Exercise brief: Note the line where "of wheel and report the position of each." appears in the data below; write it out exactly, along with every line that comes after it to the end.

[Extracted data entries]

■ ■ ■ ■ ■ ■ ■

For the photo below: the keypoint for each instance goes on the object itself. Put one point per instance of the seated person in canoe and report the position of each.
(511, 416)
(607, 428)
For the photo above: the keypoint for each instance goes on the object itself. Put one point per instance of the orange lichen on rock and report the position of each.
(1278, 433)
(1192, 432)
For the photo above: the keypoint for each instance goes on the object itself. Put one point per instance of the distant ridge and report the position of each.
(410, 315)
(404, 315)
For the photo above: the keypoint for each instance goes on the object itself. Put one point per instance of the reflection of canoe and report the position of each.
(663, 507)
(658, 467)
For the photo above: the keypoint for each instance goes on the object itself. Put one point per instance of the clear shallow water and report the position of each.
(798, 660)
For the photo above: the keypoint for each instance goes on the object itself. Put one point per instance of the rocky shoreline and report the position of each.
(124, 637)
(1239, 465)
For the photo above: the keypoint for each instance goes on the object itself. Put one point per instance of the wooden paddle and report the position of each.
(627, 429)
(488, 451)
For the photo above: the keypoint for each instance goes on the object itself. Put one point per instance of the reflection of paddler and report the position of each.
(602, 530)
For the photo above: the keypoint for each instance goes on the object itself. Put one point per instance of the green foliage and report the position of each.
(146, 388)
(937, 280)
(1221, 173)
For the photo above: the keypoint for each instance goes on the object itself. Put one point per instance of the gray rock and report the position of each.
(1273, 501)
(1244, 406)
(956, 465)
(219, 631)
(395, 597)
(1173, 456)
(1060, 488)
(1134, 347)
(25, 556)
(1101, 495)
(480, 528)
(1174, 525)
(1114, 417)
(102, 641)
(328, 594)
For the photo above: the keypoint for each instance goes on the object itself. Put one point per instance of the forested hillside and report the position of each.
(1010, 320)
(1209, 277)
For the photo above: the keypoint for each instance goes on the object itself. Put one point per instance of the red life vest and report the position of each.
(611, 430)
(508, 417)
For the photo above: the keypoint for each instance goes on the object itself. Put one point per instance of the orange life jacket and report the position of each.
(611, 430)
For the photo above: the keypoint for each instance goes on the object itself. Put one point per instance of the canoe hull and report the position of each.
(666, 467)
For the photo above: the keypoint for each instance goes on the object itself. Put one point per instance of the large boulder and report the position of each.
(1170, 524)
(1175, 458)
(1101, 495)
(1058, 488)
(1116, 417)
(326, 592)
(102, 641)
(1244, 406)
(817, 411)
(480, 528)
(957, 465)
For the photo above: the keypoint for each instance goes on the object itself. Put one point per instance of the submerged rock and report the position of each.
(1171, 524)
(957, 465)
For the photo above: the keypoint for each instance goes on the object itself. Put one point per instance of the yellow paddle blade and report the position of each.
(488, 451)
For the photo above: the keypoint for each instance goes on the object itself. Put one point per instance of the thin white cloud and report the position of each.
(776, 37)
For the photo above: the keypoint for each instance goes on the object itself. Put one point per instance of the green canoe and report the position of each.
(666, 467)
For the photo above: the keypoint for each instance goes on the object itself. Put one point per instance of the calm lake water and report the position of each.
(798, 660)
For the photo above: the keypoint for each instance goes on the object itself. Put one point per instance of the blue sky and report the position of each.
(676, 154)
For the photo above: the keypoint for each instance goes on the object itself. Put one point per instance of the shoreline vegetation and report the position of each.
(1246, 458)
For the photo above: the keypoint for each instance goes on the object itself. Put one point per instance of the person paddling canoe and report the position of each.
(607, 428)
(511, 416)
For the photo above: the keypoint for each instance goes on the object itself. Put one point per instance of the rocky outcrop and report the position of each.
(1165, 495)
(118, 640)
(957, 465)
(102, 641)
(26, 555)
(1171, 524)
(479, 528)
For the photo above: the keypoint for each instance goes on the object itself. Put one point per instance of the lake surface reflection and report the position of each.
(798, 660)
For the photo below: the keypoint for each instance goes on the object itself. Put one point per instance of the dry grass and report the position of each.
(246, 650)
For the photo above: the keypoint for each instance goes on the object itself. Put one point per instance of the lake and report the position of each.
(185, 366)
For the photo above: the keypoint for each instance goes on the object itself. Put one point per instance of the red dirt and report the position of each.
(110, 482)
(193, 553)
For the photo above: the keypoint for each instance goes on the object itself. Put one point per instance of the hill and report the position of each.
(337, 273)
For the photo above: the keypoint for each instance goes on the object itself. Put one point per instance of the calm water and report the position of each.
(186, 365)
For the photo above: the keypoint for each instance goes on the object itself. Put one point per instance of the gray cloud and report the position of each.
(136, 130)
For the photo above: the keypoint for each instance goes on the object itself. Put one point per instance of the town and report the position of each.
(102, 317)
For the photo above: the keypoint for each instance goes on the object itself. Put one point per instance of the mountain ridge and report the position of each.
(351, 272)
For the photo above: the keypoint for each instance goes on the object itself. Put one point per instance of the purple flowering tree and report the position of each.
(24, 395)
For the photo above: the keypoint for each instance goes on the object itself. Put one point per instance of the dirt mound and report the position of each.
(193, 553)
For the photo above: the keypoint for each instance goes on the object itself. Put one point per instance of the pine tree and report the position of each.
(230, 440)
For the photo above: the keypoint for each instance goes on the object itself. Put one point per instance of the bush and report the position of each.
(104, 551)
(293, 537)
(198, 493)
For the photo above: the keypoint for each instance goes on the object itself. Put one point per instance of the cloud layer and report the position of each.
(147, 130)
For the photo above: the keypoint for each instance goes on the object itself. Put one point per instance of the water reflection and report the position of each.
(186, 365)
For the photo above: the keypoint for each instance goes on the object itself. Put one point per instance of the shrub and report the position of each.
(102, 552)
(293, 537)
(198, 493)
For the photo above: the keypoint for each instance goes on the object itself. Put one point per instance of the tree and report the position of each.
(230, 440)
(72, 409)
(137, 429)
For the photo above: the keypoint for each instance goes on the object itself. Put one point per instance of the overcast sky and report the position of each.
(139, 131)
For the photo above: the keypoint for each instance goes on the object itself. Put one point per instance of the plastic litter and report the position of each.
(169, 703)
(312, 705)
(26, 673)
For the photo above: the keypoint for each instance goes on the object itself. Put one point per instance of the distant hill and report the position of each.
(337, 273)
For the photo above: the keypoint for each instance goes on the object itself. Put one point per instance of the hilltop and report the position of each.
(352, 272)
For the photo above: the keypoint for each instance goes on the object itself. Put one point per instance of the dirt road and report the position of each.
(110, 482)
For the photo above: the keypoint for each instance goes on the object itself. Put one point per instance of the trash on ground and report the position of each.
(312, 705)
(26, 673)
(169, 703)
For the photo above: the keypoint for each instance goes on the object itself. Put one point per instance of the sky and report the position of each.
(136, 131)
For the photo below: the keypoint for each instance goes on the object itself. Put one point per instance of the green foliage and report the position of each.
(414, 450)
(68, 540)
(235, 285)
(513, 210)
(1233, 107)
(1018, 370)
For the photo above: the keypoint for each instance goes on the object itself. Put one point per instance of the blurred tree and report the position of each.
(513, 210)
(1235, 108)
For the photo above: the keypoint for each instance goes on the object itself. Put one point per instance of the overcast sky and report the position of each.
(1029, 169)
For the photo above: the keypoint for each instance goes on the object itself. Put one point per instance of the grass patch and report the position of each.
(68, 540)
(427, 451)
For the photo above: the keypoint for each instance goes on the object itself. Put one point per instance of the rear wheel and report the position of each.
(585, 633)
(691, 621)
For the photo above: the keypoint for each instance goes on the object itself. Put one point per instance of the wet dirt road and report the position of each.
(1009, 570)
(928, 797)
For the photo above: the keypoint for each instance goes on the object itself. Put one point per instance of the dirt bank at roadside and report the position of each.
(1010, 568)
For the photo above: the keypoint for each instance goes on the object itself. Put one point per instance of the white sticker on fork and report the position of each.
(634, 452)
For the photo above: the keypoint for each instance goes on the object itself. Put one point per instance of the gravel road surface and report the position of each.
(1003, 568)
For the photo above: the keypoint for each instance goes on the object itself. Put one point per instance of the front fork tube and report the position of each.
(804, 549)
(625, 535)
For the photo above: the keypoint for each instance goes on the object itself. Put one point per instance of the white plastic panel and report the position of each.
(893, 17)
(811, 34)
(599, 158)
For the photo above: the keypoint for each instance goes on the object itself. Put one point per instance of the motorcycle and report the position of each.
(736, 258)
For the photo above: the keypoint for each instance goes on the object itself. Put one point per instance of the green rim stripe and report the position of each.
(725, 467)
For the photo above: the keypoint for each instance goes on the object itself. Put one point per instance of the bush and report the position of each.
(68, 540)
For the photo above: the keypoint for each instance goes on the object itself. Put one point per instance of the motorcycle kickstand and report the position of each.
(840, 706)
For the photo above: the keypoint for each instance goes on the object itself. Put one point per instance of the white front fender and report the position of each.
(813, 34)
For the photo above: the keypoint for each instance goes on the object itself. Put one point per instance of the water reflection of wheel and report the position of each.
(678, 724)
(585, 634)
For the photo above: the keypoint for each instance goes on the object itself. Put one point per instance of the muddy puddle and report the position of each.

■ ■ ■ ■ ■ ■ ■

Result for this exercise:
For the photo above: the keypoint for each instance goes on the object itself. Put one point per instance of the water reflection of wheel and report the position of each.
(678, 724)
(585, 634)
For the photo above: the keypoint for each instance goes on the object itself. Put one point per instance of the muddy puddle and report the position of each.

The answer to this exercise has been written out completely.